TO DO:
Leave out the lines before the one with "Reviewer note: every instance of the roof slope"; output that line and all remaining lines of the records exactly.

DATA SHOWN:

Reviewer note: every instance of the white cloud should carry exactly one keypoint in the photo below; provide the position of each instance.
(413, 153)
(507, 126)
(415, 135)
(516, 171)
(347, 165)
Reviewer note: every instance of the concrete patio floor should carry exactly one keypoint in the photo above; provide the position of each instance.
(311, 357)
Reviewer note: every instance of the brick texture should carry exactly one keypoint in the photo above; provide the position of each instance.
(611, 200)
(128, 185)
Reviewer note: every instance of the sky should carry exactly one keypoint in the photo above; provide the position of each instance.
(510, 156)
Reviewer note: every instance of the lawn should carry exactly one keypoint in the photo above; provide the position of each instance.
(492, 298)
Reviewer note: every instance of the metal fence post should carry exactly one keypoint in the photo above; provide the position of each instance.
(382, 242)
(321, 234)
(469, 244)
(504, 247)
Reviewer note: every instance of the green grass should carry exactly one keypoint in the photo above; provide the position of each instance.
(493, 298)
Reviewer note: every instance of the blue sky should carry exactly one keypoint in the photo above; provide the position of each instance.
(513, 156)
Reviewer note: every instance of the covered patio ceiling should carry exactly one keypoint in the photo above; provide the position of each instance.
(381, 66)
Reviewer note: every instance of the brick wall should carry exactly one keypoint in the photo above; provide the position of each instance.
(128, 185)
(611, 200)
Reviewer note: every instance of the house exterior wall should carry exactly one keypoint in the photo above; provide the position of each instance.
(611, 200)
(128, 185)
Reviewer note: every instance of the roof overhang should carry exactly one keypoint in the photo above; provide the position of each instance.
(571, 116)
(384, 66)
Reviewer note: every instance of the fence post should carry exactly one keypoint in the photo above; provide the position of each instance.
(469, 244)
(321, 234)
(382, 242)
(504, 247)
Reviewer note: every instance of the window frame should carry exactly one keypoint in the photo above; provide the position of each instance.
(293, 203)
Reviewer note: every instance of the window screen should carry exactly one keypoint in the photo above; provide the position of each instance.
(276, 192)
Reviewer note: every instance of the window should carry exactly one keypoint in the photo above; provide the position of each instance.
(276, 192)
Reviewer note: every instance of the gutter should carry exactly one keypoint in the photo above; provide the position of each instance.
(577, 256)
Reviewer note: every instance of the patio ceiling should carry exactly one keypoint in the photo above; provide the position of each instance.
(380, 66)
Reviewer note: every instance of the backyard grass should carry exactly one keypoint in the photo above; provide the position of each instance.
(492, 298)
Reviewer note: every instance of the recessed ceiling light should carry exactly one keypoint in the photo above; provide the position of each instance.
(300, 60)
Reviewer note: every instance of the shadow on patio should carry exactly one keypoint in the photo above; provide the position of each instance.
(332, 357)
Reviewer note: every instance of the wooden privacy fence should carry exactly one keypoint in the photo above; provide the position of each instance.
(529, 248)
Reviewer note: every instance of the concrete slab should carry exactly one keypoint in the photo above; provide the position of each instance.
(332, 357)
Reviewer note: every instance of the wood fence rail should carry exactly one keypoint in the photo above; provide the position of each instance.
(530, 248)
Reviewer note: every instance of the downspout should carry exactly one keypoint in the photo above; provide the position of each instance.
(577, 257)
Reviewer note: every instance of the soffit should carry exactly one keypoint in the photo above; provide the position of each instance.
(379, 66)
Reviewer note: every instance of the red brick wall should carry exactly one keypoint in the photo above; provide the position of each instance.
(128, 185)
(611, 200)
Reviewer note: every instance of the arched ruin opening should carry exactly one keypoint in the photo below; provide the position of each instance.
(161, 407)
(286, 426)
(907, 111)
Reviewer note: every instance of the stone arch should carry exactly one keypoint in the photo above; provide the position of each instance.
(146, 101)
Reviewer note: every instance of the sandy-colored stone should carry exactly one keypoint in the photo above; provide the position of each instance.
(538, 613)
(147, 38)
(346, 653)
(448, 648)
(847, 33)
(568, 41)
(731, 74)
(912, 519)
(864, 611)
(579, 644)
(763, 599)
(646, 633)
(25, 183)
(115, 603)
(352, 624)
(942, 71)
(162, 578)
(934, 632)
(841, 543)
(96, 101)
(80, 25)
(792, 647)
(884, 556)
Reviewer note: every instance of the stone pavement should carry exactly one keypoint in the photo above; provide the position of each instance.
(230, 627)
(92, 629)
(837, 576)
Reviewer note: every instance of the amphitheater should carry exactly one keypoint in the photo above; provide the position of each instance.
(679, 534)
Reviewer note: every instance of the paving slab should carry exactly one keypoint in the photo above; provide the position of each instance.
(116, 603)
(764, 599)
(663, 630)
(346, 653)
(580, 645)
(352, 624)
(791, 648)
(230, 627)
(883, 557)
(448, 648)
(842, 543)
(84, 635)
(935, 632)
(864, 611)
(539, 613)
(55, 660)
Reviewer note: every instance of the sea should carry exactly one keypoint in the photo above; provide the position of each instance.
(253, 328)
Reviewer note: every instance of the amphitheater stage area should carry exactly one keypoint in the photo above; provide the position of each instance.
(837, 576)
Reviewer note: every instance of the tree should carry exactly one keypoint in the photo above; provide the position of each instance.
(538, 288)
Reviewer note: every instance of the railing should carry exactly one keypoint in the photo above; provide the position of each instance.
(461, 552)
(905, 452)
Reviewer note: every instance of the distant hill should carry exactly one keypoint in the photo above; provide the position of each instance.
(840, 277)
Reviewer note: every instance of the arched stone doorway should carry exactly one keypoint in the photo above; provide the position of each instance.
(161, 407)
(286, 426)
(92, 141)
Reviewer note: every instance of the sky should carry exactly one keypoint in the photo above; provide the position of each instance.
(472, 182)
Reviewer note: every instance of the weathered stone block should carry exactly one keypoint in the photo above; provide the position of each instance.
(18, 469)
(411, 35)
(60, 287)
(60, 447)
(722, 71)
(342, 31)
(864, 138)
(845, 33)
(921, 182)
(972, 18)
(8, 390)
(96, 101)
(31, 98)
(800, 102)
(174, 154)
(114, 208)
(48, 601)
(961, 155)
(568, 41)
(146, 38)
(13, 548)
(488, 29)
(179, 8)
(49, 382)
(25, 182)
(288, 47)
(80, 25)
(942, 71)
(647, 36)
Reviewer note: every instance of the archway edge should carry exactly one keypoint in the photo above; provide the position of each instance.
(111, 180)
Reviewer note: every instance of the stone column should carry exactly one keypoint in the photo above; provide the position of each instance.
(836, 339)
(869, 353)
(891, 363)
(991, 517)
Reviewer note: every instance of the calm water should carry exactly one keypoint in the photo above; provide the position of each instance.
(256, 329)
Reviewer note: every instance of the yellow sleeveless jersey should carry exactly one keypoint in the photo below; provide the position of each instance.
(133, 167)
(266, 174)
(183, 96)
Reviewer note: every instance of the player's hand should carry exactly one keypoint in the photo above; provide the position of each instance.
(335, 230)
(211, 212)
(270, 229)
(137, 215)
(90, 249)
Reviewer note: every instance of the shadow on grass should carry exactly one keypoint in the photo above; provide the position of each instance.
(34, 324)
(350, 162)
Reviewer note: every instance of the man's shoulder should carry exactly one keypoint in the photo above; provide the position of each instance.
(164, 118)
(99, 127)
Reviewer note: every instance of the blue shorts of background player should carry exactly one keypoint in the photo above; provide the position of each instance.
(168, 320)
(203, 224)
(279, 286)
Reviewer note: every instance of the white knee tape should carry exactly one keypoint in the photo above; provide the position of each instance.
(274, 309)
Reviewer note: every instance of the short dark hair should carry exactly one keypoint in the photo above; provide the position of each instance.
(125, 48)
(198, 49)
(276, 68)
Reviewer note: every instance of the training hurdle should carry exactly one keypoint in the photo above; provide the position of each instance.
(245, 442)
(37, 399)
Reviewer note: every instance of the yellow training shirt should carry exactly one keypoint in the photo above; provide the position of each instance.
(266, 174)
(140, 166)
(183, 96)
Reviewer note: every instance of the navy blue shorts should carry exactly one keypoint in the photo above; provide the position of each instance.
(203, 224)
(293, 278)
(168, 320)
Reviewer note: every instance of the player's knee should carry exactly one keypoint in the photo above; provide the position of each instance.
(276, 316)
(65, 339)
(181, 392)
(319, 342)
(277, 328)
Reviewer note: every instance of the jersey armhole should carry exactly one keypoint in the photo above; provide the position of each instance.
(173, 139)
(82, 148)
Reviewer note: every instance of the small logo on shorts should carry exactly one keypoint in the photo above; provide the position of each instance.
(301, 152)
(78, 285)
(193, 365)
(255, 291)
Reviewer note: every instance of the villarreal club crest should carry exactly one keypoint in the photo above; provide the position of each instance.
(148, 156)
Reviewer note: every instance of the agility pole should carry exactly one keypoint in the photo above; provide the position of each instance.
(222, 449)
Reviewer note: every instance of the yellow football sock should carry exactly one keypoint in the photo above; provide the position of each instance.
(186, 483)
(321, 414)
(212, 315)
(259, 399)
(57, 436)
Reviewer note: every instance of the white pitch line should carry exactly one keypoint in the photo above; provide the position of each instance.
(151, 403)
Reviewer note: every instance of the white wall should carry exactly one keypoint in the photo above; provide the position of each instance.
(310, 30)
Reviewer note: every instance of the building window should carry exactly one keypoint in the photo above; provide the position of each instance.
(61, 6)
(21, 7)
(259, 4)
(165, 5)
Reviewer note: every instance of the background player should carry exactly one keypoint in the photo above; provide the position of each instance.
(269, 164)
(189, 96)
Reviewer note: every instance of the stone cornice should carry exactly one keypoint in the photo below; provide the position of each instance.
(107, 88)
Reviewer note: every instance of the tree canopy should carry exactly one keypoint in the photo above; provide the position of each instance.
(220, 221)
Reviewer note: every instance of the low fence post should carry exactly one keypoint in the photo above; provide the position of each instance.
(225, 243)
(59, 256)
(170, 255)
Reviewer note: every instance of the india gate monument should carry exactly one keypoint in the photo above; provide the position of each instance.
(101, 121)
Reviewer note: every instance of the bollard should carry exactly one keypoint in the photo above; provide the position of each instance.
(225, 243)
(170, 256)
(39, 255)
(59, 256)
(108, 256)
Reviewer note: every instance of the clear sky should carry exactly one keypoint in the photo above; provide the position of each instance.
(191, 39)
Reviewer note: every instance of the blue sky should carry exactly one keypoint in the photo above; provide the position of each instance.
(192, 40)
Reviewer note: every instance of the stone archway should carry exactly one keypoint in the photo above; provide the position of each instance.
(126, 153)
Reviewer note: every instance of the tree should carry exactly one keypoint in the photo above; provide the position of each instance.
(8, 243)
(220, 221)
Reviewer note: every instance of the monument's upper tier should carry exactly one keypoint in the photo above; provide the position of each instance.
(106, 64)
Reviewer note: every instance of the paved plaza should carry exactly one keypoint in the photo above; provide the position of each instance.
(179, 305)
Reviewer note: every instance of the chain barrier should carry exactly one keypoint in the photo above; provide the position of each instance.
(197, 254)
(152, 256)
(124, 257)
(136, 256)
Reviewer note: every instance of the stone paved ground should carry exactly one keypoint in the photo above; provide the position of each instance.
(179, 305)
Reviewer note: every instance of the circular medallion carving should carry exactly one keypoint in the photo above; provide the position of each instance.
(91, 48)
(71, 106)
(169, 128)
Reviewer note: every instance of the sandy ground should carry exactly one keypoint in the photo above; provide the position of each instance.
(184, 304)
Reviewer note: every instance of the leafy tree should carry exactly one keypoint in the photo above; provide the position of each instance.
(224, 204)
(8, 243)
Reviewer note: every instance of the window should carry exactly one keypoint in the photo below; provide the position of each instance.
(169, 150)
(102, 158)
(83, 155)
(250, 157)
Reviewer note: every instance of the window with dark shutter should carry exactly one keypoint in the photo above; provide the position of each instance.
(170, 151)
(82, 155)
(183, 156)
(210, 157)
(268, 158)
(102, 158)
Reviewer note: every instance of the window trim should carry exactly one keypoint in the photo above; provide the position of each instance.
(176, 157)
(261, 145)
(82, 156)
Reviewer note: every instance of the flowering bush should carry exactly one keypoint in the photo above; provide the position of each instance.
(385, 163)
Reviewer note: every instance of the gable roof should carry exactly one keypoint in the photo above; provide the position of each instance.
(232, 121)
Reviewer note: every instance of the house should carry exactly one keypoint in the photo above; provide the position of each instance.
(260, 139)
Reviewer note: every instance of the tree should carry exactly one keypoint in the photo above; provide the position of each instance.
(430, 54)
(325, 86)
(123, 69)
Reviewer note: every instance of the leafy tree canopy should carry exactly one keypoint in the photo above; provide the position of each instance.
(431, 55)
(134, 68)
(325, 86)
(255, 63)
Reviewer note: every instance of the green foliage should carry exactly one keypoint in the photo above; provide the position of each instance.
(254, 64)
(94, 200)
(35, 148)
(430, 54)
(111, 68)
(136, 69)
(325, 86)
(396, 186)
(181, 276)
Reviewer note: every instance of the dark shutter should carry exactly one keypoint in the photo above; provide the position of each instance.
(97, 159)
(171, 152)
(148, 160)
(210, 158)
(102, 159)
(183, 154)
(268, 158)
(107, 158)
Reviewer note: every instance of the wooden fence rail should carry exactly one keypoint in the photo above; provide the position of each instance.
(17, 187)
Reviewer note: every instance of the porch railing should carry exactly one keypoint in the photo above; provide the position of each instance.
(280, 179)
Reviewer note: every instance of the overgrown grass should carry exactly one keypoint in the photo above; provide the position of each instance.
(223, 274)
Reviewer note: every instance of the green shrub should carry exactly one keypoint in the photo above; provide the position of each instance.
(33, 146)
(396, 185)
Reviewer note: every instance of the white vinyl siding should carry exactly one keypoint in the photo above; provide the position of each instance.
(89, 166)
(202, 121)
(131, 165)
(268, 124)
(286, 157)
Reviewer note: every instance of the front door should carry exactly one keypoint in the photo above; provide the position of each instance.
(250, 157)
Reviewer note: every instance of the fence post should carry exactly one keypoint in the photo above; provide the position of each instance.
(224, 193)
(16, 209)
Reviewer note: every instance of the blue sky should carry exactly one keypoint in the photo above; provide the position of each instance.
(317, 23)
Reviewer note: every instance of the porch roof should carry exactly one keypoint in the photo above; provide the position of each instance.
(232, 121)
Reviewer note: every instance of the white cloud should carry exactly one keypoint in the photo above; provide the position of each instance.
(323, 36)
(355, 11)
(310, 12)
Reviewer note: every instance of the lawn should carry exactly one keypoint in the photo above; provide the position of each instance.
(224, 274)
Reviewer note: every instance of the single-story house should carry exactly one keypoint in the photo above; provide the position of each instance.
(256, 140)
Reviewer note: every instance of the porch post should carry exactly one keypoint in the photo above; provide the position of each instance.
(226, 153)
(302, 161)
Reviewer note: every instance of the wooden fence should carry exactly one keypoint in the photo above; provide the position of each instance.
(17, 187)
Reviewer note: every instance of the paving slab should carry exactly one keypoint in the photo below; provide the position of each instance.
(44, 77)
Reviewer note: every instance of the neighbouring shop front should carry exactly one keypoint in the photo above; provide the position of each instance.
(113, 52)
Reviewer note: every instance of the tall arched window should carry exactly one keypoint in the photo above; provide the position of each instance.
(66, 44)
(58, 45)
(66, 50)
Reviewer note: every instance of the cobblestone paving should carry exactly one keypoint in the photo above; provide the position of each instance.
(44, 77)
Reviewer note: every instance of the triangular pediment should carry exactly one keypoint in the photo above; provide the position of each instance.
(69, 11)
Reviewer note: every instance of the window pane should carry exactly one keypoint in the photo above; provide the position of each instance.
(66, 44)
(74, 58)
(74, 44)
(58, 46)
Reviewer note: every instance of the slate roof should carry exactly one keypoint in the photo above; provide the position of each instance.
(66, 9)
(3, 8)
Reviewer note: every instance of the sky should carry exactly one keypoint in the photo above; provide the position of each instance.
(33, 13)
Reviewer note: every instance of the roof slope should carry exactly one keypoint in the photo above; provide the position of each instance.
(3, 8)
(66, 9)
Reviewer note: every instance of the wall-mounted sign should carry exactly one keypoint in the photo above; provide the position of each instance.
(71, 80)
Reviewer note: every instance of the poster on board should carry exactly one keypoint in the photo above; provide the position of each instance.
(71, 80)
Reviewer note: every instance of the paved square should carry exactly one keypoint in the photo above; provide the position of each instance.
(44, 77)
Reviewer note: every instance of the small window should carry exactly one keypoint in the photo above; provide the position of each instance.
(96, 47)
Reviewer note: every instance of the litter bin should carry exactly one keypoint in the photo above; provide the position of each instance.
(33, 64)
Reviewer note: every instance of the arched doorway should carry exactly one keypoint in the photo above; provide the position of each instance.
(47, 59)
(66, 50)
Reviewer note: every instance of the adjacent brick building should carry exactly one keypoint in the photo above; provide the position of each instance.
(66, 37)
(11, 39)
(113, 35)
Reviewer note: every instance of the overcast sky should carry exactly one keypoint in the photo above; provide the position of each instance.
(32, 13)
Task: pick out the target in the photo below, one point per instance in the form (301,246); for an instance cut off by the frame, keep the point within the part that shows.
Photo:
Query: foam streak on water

RESULT:
Reviewer note: every instance of the roof slope should carry exactly one keypoint in the photo above; provide the position of each instance.
(3, 8)
(66, 9)
Reviewer note: every instance of the wall-mounted sign should carry exactly one keypoint in the photo above; provide the position of each instance.
(71, 80)
Reviewer note: every instance of the poster on board should carry exactly one keypoint in the photo above; provide the position of each instance.
(71, 80)
Reviewer note: every instance of the paved square should carry exactly one keypoint in the photo above; provide the position of each instance.
(44, 77)
Reviewer note: every instance of the small window should carry exactly one keypoint in the photo above; provide the position of each instance.
(96, 47)
Reviewer note: every instance of the litter bin should carry exactly one keypoint in the photo above; provide the position of each instance.
(33, 64)
Reviewer note: every instance of the arched doorway should carry exactly one keypoint in the photo above; provide the position of each instance.
(47, 59)
(66, 50)
Reviewer note: every instance of the adjacent brick building should carry exactly one keypoint in the photo above; provide the position of each instance.
(66, 37)
(11, 39)
(113, 35)
Reviewer note: every instance of the overcast sky should carry exactly one keypoint in the photo above; provide the position of each instance.
(32, 13)
Task: pick out the target in the photo below, one point per instance in the form (301,246); for an instance cut off by the frame, keep the point within the part that shows.
Photo:
Query: foam streak on water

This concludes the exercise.